▸ What you should do
Copy everything from the line containing "Segment the dark" down to the line containing "0 22 L 0 61", swapping in "straight lines" wherever "straight edges" appears and leaving everything else unchanged.

▸ Task data
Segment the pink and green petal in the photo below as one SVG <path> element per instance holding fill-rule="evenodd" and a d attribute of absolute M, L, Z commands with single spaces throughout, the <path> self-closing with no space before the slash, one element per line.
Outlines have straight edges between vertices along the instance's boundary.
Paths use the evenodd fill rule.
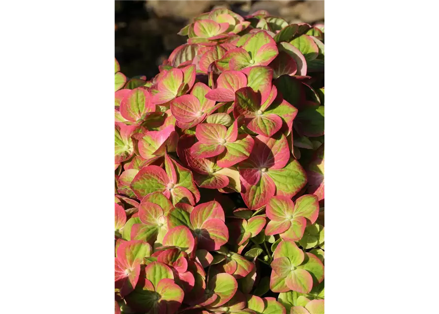
<path fill-rule="evenodd" d="M 167 191 L 170 195 L 167 189 L 169 180 L 163 169 L 157 166 L 147 166 L 139 172 L 133 179 L 130 187 L 139 199 L 157 191 Z"/>
<path fill-rule="evenodd" d="M 218 144 L 226 137 L 227 129 L 223 125 L 213 123 L 199 124 L 196 129 L 196 136 L 204 144 Z"/>
<path fill-rule="evenodd" d="M 319 216 L 319 199 L 316 195 L 303 195 L 296 200 L 294 214 L 307 218 L 313 224 Z"/>
<path fill-rule="evenodd" d="M 165 216 L 171 209 L 174 208 L 169 199 L 160 192 L 155 192 L 148 194 L 142 200 L 141 204 L 144 202 L 152 203 L 160 206 L 163 210 L 163 214 Z"/>
<path fill-rule="evenodd" d="M 287 277 L 291 272 L 291 262 L 287 257 L 274 259 L 270 265 L 276 275 L 282 278 Z"/>
<path fill-rule="evenodd" d="M 265 213 L 271 220 L 283 221 L 293 218 L 294 203 L 285 196 L 275 196 L 267 204 Z"/>
<path fill-rule="evenodd" d="M 244 203 L 251 209 L 257 209 L 267 204 L 274 196 L 276 185 L 273 180 L 263 174 L 256 184 L 251 184 L 241 179 L 241 196 Z"/>
<path fill-rule="evenodd" d="M 312 253 L 305 253 L 303 262 L 297 266 L 298 269 L 304 269 L 311 274 L 315 284 L 324 279 L 324 265 L 317 256 Z"/>
<path fill-rule="evenodd" d="M 291 290 L 308 293 L 313 288 L 313 278 L 305 269 L 297 269 L 286 277 L 285 284 Z"/>
<path fill-rule="evenodd" d="M 136 122 L 145 118 L 148 112 L 153 112 L 155 105 L 151 103 L 151 96 L 142 87 L 133 89 L 120 103 L 120 114 L 127 120 Z"/>
<path fill-rule="evenodd" d="M 306 184 L 306 174 L 296 159 L 290 159 L 287 165 L 279 170 L 270 169 L 268 175 L 276 185 L 276 195 L 291 198 Z"/>
<path fill-rule="evenodd" d="M 256 216 L 252 217 L 248 221 L 247 226 L 245 227 L 246 231 L 250 232 L 252 237 L 257 236 L 263 229 L 266 220 L 264 217 Z"/>
<path fill-rule="evenodd" d="M 178 311 L 183 302 L 184 293 L 174 280 L 168 278 L 162 279 L 158 282 L 155 290 L 160 296 L 158 304 L 159 313 L 174 314 Z"/>
<path fill-rule="evenodd" d="M 265 227 L 265 235 L 272 236 L 285 232 L 290 228 L 291 226 L 291 222 L 290 220 L 283 221 L 270 220 Z"/>
<path fill-rule="evenodd" d="M 311 300 L 305 306 L 310 314 L 324 313 L 324 300 Z"/>
<path fill-rule="evenodd" d="M 263 298 L 265 309 L 263 314 L 287 314 L 287 310 L 283 305 L 273 297 Z"/>
<path fill-rule="evenodd" d="M 211 278 L 208 287 L 217 296 L 216 299 L 210 305 L 216 307 L 222 305 L 233 297 L 238 289 L 238 283 L 233 276 L 223 273 Z"/>
<path fill-rule="evenodd" d="M 161 280 L 166 278 L 174 279 L 174 278 L 169 266 L 159 262 L 153 262 L 148 264 L 145 267 L 145 274 L 156 290 Z"/>
<path fill-rule="evenodd" d="M 294 75 L 297 72 L 297 64 L 294 59 L 284 51 L 279 52 L 269 66 L 273 69 L 273 78 L 277 78 L 281 75 Z"/>
<path fill-rule="evenodd" d="M 178 246 L 187 253 L 192 251 L 194 245 L 195 240 L 191 231 L 184 226 L 170 229 L 163 239 L 163 245 Z"/>
<path fill-rule="evenodd" d="M 191 222 L 196 229 L 201 228 L 205 221 L 213 218 L 225 221 L 223 208 L 216 201 L 199 204 L 194 207 L 191 212 Z"/>
<path fill-rule="evenodd" d="M 305 228 L 306 227 L 306 219 L 303 217 L 295 216 L 291 220 L 291 226 L 288 230 L 281 233 L 280 237 L 284 239 L 297 241 L 302 238 Z"/>
<path fill-rule="evenodd" d="M 270 289 L 276 293 L 286 292 L 291 290 L 285 283 L 285 278 L 280 277 L 272 270 L 270 277 Z"/>
<path fill-rule="evenodd" d="M 176 186 L 170 190 L 172 203 L 175 205 L 178 203 L 185 203 L 195 205 L 195 200 L 192 192 L 184 186 Z"/>
<path fill-rule="evenodd" d="M 203 123 L 198 125 L 203 124 L 207 124 Z M 224 145 L 220 145 L 219 143 L 205 144 L 201 142 L 197 142 L 191 147 L 191 156 L 195 158 L 214 157 L 221 154 L 225 149 L 226 147 Z"/>
<path fill-rule="evenodd" d="M 255 64 L 258 65 L 268 65 L 274 60 L 278 53 L 279 51 L 276 44 L 270 43 L 261 47 L 253 59 L 255 60 Z"/>
<path fill-rule="evenodd" d="M 250 130 L 267 137 L 274 135 L 282 126 L 282 119 L 279 116 L 265 113 L 256 116 L 247 124 Z"/>
<path fill-rule="evenodd" d="M 224 222 L 218 218 L 209 219 L 197 229 L 198 248 L 211 251 L 218 250 L 229 241 L 229 230 Z"/>
<path fill-rule="evenodd" d="M 286 257 L 290 259 L 291 264 L 297 266 L 302 263 L 305 258 L 305 255 L 296 245 L 293 241 L 282 240 L 273 252 L 275 259 Z"/>
<path fill-rule="evenodd" d="M 142 201 L 139 207 L 139 218 L 142 222 L 146 225 L 155 226 L 157 224 L 157 219 L 163 216 L 162 208 L 153 203 Z"/>
<path fill-rule="evenodd" d="M 296 75 L 305 76 L 307 70 L 306 60 L 300 51 L 289 43 L 280 43 L 278 47 L 279 51 L 283 51 L 294 59 L 297 65 L 297 71 Z"/>
<path fill-rule="evenodd" d="M 254 140 L 250 135 L 234 143 L 227 143 L 226 150 L 217 159 L 217 164 L 222 168 L 228 168 L 247 159 L 254 145 Z"/>
<path fill-rule="evenodd" d="M 172 115 L 179 122 L 192 122 L 203 115 L 200 101 L 193 95 L 184 95 L 171 102 Z"/>
<path fill-rule="evenodd" d="M 126 214 L 123 208 L 115 203 L 115 231 L 121 229 L 126 222 Z"/>

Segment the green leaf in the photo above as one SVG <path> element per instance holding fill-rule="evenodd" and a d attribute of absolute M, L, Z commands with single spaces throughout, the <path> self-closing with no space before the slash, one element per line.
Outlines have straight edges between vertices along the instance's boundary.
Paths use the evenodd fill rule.
<path fill-rule="evenodd" d="M 141 224 L 142 221 L 138 217 L 134 217 L 128 219 L 122 231 L 122 238 L 126 241 L 131 239 L 131 228 L 134 224 Z"/>
<path fill-rule="evenodd" d="M 263 250 L 261 248 L 255 247 L 249 250 L 244 256 L 250 258 L 250 260 L 253 260 L 259 256 L 263 252 Z"/>
<path fill-rule="evenodd" d="M 174 274 L 168 266 L 159 262 L 153 262 L 145 267 L 146 278 L 157 288 L 158 282 L 162 279 L 174 279 Z"/>
<path fill-rule="evenodd" d="M 266 293 L 270 289 L 270 277 L 265 276 L 261 278 L 259 283 L 256 286 L 253 294 L 258 296 L 261 296 Z"/>

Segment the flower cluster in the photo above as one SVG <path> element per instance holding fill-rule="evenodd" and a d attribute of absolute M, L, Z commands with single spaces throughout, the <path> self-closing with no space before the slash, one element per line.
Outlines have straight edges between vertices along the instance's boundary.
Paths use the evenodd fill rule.
<path fill-rule="evenodd" d="M 324 312 L 323 33 L 217 9 L 115 59 L 115 314 Z"/>

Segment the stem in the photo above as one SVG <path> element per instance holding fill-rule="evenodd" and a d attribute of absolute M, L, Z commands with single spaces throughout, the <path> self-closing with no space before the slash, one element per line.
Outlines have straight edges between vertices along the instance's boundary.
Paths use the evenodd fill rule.
<path fill-rule="evenodd" d="M 270 253 L 270 250 L 268 250 L 268 248 L 267 247 L 267 245 L 265 244 L 265 241 L 263 241 L 263 246 L 264 246 L 264 247 L 265 247 L 265 250 L 266 250 L 266 251 L 267 251 L 267 255 L 268 255 L 268 257 L 270 258 L 270 262 L 271 262 L 271 253 Z"/>

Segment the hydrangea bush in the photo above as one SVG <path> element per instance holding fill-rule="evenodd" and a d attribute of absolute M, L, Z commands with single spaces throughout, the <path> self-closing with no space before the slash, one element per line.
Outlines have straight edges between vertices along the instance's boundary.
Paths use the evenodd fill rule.
<path fill-rule="evenodd" d="M 115 59 L 115 314 L 324 313 L 324 31 L 218 9 Z"/>

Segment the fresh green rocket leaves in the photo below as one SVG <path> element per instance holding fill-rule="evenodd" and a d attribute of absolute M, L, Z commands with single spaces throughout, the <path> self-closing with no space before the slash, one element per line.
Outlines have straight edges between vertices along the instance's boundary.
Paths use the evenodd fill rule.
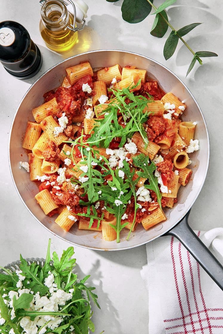
<path fill-rule="evenodd" d="M 18 273 L 1 267 L 6 273 L 0 274 L 0 333 L 7 334 L 12 329 L 15 334 L 28 334 L 30 332 L 28 330 L 22 326 L 24 317 L 33 330 L 36 328 L 37 331 L 35 332 L 39 333 L 45 326 L 46 331 L 44 332 L 46 333 L 65 334 L 73 331 L 79 334 L 88 334 L 89 329 L 94 331 L 94 324 L 90 320 L 92 311 L 90 299 L 100 307 L 97 300 L 98 296 L 93 292 L 95 288 L 86 284 L 90 275 L 80 281 L 78 280 L 77 275 L 73 272 L 76 260 L 72 258 L 74 254 L 72 247 L 64 251 L 60 259 L 54 252 L 52 261 L 50 243 L 49 239 L 45 262 L 42 268 L 36 262 L 29 265 L 21 256 L 19 267 L 21 272 L 18 275 Z M 47 286 L 48 282 L 47 284 L 46 281 L 50 275 L 53 275 L 54 278 L 52 292 Z M 25 278 L 23 279 L 23 276 Z M 18 285 L 18 282 L 20 283 Z M 44 294 L 43 286 L 46 289 Z M 83 291 L 86 292 L 86 299 L 83 298 Z M 67 296 L 69 294 L 69 299 L 62 302 L 61 305 L 59 298 L 58 307 L 54 310 L 52 305 L 50 306 L 52 308 L 51 311 L 44 311 L 41 306 L 38 308 L 36 301 L 39 300 L 42 297 L 44 296 L 45 302 L 48 301 L 49 305 L 52 298 L 54 298 L 54 303 L 58 303 L 55 299 L 58 298 L 56 297 L 57 291 L 61 296 L 63 294 Z M 53 294 L 55 294 L 53 297 Z M 35 306 L 35 308 L 30 307 L 33 304 Z M 48 320 L 44 318 L 46 316 L 48 317 Z M 38 325 L 37 322 L 40 319 L 42 321 Z M 47 325 L 51 326 L 50 321 L 53 321 L 53 319 L 55 324 L 51 327 L 48 327 Z M 60 321 L 56 323 L 58 319 Z"/>
<path fill-rule="evenodd" d="M 118 0 L 106 0 L 110 2 Z M 185 26 L 179 30 L 175 29 L 169 21 L 165 10 L 175 3 L 177 0 L 165 0 L 159 7 L 156 8 L 153 4 L 153 0 L 123 0 L 121 6 L 122 18 L 129 23 L 135 23 L 144 20 L 150 12 L 152 8 L 154 11 L 151 15 L 155 15 L 155 19 L 150 33 L 152 36 L 160 38 L 163 37 L 167 31 L 168 27 L 172 29 L 166 39 L 163 48 L 163 55 L 166 60 L 174 54 L 177 48 L 179 39 L 193 54 L 193 57 L 190 65 L 187 75 L 191 71 L 197 61 L 200 65 L 202 62 L 200 57 L 217 57 L 218 55 L 209 51 L 194 52 L 182 37 L 189 33 L 200 23 L 193 23 Z"/>

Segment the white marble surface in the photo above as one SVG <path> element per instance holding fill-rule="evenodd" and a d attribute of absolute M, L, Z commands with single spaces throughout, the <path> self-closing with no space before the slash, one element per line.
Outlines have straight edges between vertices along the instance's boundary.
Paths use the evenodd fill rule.
<path fill-rule="evenodd" d="M 179 43 L 174 56 L 165 61 L 162 50 L 165 37 L 158 39 L 149 34 L 154 16 L 149 16 L 135 24 L 124 21 L 121 17 L 122 0 L 111 3 L 105 0 L 86 0 L 89 6 L 84 29 L 79 33 L 79 43 L 66 54 L 48 49 L 38 30 L 40 6 L 38 1 L 1 0 L 0 21 L 17 21 L 27 29 L 43 57 L 41 71 L 35 77 L 21 81 L 11 76 L 0 66 L 0 113 L 1 147 L 0 166 L 0 264 L 5 265 L 25 257 L 44 257 L 49 238 L 52 251 L 61 254 L 70 244 L 48 232 L 34 219 L 17 194 L 10 174 L 8 158 L 9 133 L 17 106 L 23 95 L 39 75 L 49 67 L 68 56 L 87 51 L 116 49 L 138 52 L 155 59 L 175 72 L 186 84 L 199 104 L 209 130 L 210 159 L 207 176 L 189 218 L 194 229 L 207 230 L 223 226 L 223 158 L 222 113 L 223 84 L 221 0 L 178 0 L 168 11 L 173 25 L 177 28 L 194 22 L 203 24 L 191 31 L 185 39 L 195 50 L 215 52 L 218 57 L 204 59 L 202 66 L 196 65 L 186 78 L 192 55 Z M 154 0 L 158 6 L 161 3 Z M 220 148 L 220 149 L 219 149 Z M 140 270 L 146 262 L 145 246 L 118 252 L 103 252 L 75 247 L 81 277 L 90 274 L 89 283 L 96 287 L 101 310 L 93 306 L 93 320 L 96 334 L 148 333 L 147 294 Z M 152 333 L 149 333 L 152 334 Z"/>

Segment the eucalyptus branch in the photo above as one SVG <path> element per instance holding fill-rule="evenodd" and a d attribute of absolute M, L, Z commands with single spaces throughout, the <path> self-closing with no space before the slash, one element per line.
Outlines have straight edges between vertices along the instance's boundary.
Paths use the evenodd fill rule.
<path fill-rule="evenodd" d="M 109 2 L 113 2 L 119 0 L 106 0 Z M 201 23 L 193 23 L 185 26 L 178 29 L 176 29 L 170 23 L 165 10 L 174 3 L 177 0 L 165 0 L 164 2 L 157 8 L 153 4 L 152 0 L 123 0 L 121 6 L 122 18 L 129 23 L 137 23 L 140 22 L 149 15 L 153 8 L 155 12 L 151 15 L 155 15 L 155 17 L 150 33 L 155 37 L 163 37 L 169 27 L 172 31 L 167 38 L 163 48 L 163 55 L 167 60 L 174 53 L 179 39 L 183 42 L 186 47 L 193 55 L 193 58 L 190 65 L 186 76 L 191 71 L 197 61 L 200 65 L 202 65 L 202 57 L 217 57 L 218 55 L 214 52 L 210 51 L 195 51 L 183 38 L 183 36 L 190 32 L 193 29 Z"/>

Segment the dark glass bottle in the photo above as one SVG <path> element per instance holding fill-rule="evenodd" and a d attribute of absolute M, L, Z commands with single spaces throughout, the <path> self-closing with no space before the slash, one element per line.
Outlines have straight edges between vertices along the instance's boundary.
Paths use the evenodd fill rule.
<path fill-rule="evenodd" d="M 0 22 L 0 61 L 18 79 L 34 76 L 40 69 L 42 55 L 23 26 L 14 21 Z"/>

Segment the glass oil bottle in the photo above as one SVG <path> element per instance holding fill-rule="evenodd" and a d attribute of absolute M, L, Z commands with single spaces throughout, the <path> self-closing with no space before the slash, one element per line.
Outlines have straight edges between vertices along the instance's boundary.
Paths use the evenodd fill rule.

▸ Task solution
Segment the dark glass bottle in the photo above as one SVG <path> element per instance holding fill-rule="evenodd" and a d attribute of absolute M, L, Z commands with single spaces throughout, the <path> self-closing with no space before the slash, one element per line.
Outlines have straight lines between vertices along the instance's boundary.
Paths use the evenodd fill rule.
<path fill-rule="evenodd" d="M 0 22 L 0 61 L 18 79 L 34 76 L 40 69 L 42 55 L 23 26 L 14 21 Z"/>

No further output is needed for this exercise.